*Problem set:*
(A) Answer these questions from the custom estimators page:
(i) What does JaQMC wrap a plain function in when it is passed directly in the estimators dict?
(ii) What decorator is placed on the DipoleEstimator class?
(iii) What is the reference_point argument of DipoleEstimator described as?
(B) Condense the paragraph of the custom estimators page that begins "The function receives a single walker’s data" into two or three sentences, keeping its main facts.
(C) Write the next part of the custom estimators page, picking up after its last line.

======== Article ========

Custom Estimators#
Estimators are the most common extension point — every new observable is a new estimator. This page walks through building one, starting from the simplest approach and adding complexity only when needed.
Start with a Function#
The simplest estimator is a plain function. Here’s one that computes the electronic dipole moment:
import jax.numpy as jnp
def dipole_moment(params, data, stats, state, rngs):
del params, stats, rngs
dipole = -jnp.sum(data.electrons, axis=0)
return {"dipole_x": dipole[0], "dipole_y": dipole[1], "dipole_z": dipole[2]}, state
Pass it directly in your estimators dict — JaQMC wraps it as a FunctionEstimator:
estimators = {"dipole": dipole_moment, ...}
The function receives a single walker’s data (not a batch). The base class
auto-vmaps it over walkers. If you need the exact Data versus BatchedData
convention behind that statement, see Runtime Data Conventions. If
this is all you need — a fixed computation with no tunable parameters — you’re
done.
Making It Configurable#
When users should be able to adjust parameters via YAML, wrap the function in a class:
from dataclasses import field
from jaqmc.estimator import Estimator
from jaqmc.utils.config import configurable_dataclass
@configurable_dataclass
class DipoleEstimator(Estimator):
"""Estimates the electric dipole moment.
Args:
reference_point: Origin for dipole calculation.
"""

======== Raw data ========

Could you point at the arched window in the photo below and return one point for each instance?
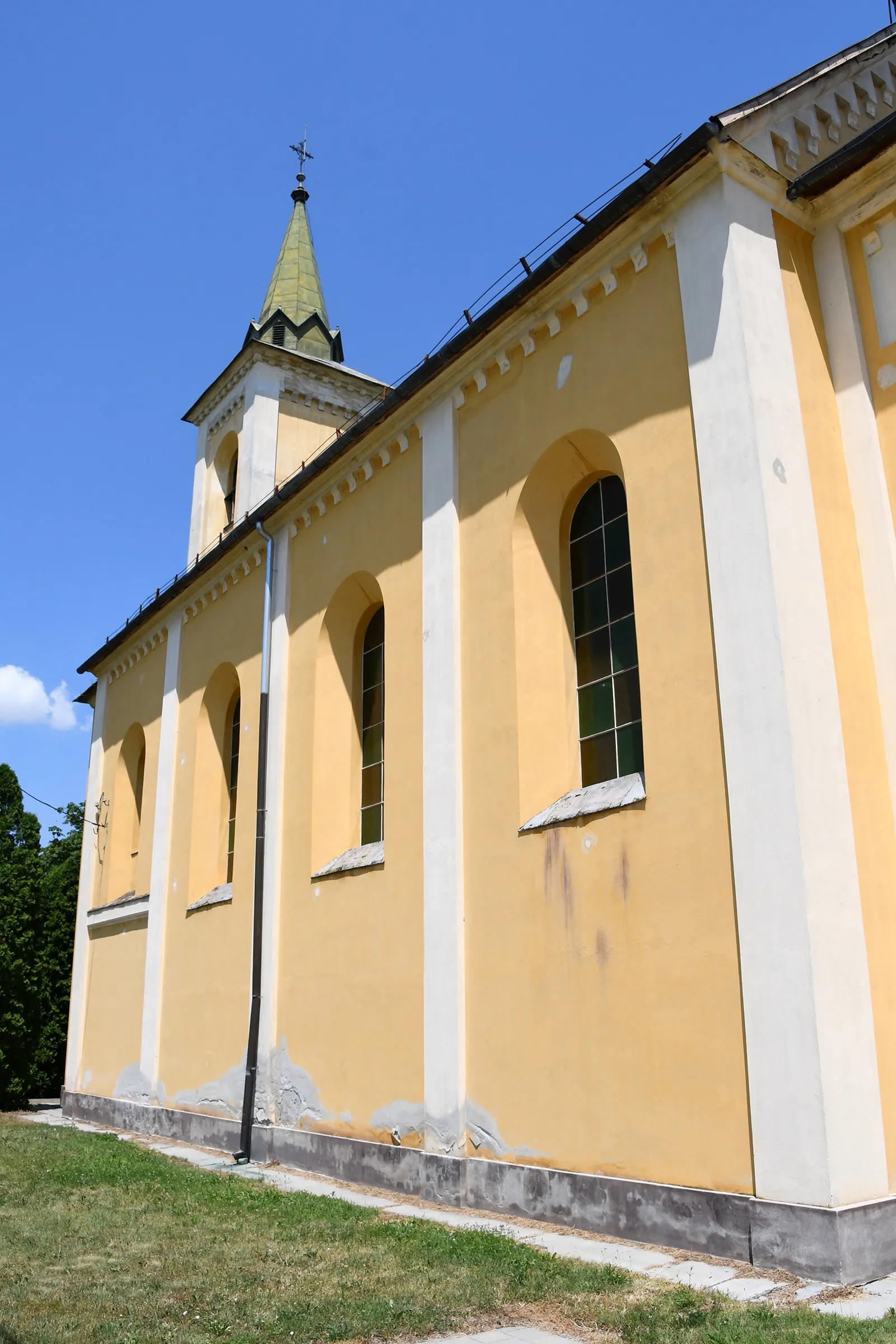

========

*Responses to the tasks:*
(A)
(i) A FunctionEstimator.
(ii) @configurable_dataclass
(iii) Origin for dipole calculation.

(B) The function gets one walker's data rather than a batch, and the base class auto-vmaps it over walkers. The exact Data versus BatchedData convention is covered in Runtime Data Conventions. For a fixed computation with no tunable parameters, nothing more is needed.

(C)
reference_point: list[float] = field(default_factory=lambda: [0.0, 0.0, 0.0])
def evaluate_local(self, params, data, prev_local_stats, state, rngs):
del params, prev_local_stats, rngs
ref = jnp.array(self.reference_point)
dipole = -jnp.sum(data.electrons - ref, axis=0)
return {"dipole_x": dipole[0], "dipole_y": dipole[1], "dipole_z": dipole[2]}, state
Now reference_point is a config field — it appears in --dry-run output and users can override it in YAML:
train:
estimators:
dipole:
reference_point: [1.0, 0.0, 0.0]
Adding Runtime Dependencies#
The electronic dipole above ignores the nuclear contribution. To include it, the estimator needs the nuclear charges and positions — but these come from the molecule specification, not from YAML. They’re set by the workflow at startup.
Note
In practice, molecule workflows already include charges and atom positions in the walker data (data.charges, data.atoms). We use them as runtime deps here to illustrate the pattern — real candidates are things like f_log_psi (the wavefunction evaluate function) or nspins (the spin configuration), which genuinely live outside the data.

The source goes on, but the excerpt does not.